- **EXCERPT**
★ ★ ★ ★
Now let’s create some bioinformatics data tables in our SQL database. In most cases you’ll be interacting with SQL programmatically (e.g. you can use python to read and write to SQL, to create databases, users, and tables, etc.) but in order to learn the proper syntax we’ll do a few here directly in the SQL command line interface.

Before we can create tables we have to tell SQL which database we want to use. We can do that with the following command (as before, substitute the name of the database you created above):

use WOLFGANG;

Notice that since I created my database in all caps I have to use that exact case when I invoke it in any commands!

With the database selected, let’s create a tables with the following commands:

CREATE TABLE Gene(gid INTEGER, name VARCHAR(20), annotation VARCHAR(50), PRIMARY KEY (gid));

This command creates a table, specifying it’s name as well the names of the fields – and the type of information they can include. The basic syntax is:

Create table (field1name field1type, field2name field2type,…,primary key(fieldname));

We aren’t going to go into all of the specifics, but you should know the different types of fields you can use (e.g. VARCHAR, INTEGER, REAL). The primary key is the unique identifier for each row in the database and is used for indexing – for more information on this see: https://www.w3schools.com/sql/sql_primarykey.ASP.

You can use the following commands to verify that the tables were created properly:

show tables;
show columns from Gene;

Now let’s manually insert some data into the table. We’ll use the same basic command that you would use if you were doing this programmatically:

insert into Gene VALUES(1, “1433E”, “enzyme binding”);

We are telling MariaDB to add values (not new fields or other things) to the table Gene, then within the parentheses we specify values for each of the defined fields. Notice we do not reference the fields – you have to use the fields in order of creation, and use valid data types (e.g. INTEGER or VARCHAR).

The real power of a database, however, is querying the data – and to do an example of that we’ll need to add more data. Let’s add two more genes to our Genes table:

insert into Gene VALUES(2, “PolA”, “dna replication”);
insert into Gene VALUES(3, “Apob”, “enzyme binding”);
insert into Gene VALUES(4, “PolB”, “dna replication”);

Now let’s create a second table that stores expression level data:

CREATE TABLE Expression(gid INTEGER, expression_level INTEGER, PRIMARY KEY (gid));

The new tables needs some expression data. Notice that the gid (gene ID) is a field in common with the Gene table:

insert into Expression VALUES(1, 93);
insert into Expression VALUES(2, 107);
insert into Expression VALUES(3, 1701);
insert into Expression VALUES(4, 42);

Looking back at the Gene table you’ll see that we have two genes whose function is “enzyme binding” in our Gene table. Using the two tables, let’s identify the name of the gene with the highest expression level:

SELECT name
FROM Gene JOIN Expression
ON Gene.gid = Expression.gid
WHERE expression_level = (select max(expression_level) from Expression);

If everything went well your query returned the name “Apob”. In order to make this query work, we had to join the two tables (Gene and Expression) on their common ID (the gid field) and so that we could find the name of the gene with the highest expression level. But what if we wanted to narrow this down – let’s find the DNA replication gene with the highest expression value:

SELECT name, expression_level
FROM Gene JOIN Expression
ON Gene.gid = Expression.gid
WHERE annotation=”dna replication”
★ ★ ★ ★
Collection entries:

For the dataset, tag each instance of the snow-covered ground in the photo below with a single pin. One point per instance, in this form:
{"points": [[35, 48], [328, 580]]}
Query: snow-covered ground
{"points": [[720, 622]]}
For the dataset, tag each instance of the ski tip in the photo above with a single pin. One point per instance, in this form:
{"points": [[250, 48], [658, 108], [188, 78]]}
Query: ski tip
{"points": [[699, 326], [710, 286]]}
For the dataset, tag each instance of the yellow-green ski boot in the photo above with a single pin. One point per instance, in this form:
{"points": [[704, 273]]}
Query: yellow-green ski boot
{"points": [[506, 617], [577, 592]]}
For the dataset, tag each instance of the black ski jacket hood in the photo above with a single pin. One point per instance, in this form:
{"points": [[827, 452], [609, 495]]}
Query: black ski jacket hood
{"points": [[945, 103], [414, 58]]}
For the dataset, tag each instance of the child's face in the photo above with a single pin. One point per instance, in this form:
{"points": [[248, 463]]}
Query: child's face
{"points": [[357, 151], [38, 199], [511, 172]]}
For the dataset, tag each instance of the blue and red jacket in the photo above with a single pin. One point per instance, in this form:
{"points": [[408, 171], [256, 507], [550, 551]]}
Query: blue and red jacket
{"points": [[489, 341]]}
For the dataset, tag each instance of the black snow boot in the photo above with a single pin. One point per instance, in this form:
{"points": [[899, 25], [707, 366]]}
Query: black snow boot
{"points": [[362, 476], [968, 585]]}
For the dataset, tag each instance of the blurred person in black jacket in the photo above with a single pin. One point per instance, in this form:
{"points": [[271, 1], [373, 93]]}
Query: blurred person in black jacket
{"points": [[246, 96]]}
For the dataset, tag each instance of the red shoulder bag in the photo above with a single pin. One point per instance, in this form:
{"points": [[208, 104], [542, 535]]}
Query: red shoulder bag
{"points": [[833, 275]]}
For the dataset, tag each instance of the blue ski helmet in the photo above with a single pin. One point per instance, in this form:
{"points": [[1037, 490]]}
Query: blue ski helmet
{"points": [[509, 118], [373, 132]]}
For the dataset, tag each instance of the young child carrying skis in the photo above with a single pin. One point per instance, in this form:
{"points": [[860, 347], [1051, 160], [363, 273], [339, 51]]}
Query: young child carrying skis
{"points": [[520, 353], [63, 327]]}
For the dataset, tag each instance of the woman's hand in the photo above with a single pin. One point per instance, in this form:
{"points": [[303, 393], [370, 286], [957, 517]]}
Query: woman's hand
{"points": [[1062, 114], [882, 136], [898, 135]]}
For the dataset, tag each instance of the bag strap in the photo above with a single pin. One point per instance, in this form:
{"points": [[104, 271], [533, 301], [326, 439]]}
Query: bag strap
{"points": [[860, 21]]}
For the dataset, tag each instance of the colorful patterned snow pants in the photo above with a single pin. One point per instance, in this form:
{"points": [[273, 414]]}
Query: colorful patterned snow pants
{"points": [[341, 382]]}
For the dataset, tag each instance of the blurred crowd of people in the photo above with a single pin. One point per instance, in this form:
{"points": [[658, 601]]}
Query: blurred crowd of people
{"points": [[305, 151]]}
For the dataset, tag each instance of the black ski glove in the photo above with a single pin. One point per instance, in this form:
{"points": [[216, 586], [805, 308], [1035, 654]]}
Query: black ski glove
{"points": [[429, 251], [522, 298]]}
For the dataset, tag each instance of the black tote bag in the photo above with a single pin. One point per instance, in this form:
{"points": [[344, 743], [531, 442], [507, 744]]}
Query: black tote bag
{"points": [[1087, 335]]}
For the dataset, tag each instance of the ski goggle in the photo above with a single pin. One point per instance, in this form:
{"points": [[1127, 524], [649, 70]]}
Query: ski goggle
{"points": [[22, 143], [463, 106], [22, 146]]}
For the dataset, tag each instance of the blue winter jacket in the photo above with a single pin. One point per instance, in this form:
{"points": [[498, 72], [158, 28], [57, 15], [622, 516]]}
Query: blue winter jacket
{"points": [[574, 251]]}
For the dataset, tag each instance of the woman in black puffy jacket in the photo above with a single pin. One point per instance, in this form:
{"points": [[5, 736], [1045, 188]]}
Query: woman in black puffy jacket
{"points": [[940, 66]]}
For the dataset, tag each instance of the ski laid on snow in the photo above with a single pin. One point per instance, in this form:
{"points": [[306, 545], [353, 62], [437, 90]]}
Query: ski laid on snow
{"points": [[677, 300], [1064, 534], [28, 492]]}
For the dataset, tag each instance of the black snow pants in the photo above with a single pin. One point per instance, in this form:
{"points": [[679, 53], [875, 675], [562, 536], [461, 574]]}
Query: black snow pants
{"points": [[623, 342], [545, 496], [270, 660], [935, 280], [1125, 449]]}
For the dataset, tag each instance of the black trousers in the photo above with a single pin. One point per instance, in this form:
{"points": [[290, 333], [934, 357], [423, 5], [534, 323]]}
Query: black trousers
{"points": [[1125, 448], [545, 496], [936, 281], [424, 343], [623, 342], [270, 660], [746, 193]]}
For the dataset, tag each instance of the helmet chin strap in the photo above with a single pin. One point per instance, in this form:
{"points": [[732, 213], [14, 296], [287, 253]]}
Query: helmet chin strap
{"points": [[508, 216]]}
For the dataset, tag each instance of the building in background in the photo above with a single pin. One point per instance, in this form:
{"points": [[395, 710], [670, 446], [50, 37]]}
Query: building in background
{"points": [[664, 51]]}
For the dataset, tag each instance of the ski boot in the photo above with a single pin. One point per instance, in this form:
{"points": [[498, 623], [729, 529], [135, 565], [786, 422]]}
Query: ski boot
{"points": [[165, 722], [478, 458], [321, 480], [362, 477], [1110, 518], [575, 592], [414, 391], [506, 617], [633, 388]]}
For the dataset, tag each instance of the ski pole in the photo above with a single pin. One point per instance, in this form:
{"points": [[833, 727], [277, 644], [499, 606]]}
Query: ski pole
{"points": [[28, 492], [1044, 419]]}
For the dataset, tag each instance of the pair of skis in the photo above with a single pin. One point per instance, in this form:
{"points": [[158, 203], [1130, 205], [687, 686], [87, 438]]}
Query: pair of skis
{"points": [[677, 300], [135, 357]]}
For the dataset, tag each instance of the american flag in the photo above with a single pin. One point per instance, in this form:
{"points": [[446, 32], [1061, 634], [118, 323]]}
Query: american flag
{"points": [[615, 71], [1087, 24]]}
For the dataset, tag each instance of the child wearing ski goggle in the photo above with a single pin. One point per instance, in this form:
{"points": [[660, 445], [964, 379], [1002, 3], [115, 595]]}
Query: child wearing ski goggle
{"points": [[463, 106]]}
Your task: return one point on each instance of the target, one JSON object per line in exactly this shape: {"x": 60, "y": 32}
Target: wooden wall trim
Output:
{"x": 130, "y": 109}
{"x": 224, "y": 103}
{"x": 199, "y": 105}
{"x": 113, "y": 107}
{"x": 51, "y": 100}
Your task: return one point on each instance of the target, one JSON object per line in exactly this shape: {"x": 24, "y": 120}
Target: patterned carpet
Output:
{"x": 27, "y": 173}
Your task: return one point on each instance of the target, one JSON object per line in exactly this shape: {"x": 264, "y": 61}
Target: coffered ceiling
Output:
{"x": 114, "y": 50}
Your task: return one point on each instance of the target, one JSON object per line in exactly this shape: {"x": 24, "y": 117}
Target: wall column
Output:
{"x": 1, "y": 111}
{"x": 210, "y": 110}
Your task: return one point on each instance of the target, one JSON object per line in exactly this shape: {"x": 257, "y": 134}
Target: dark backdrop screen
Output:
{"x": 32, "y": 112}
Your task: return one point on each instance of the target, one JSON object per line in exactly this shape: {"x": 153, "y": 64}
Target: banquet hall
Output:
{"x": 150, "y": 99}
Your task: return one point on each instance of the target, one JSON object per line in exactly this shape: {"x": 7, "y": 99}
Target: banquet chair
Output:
★ ★ ★ ★
- **TASKS TO COMPLETE**
[1] In the SQL tutorial, why did the first SELECT query join the Gene and Expression tables? Answer in one to three sentences.
[2] According to the SQL tutorial, what is the primary key?
[3] Please quote the part of the SQL tutorial that opens with the words containing "Before we can" and closes with "in any commands!".

- **TASK SOLUTIONS**
[1] The tables were joined on their common ID, the gid field, so that the query could find the name of the gene with the highest expression level.

[2] It is the unique identifier for each row in the database and is used for indexing.

[3]
Before we can create tables we have to tell SQL which database we want to use. We can do that with the following command (as before, substitute the name of the database you created above):

use WOLFGANG;

Notice that since I created my database in all caps I have to use that exact case when I invoke it in any commands!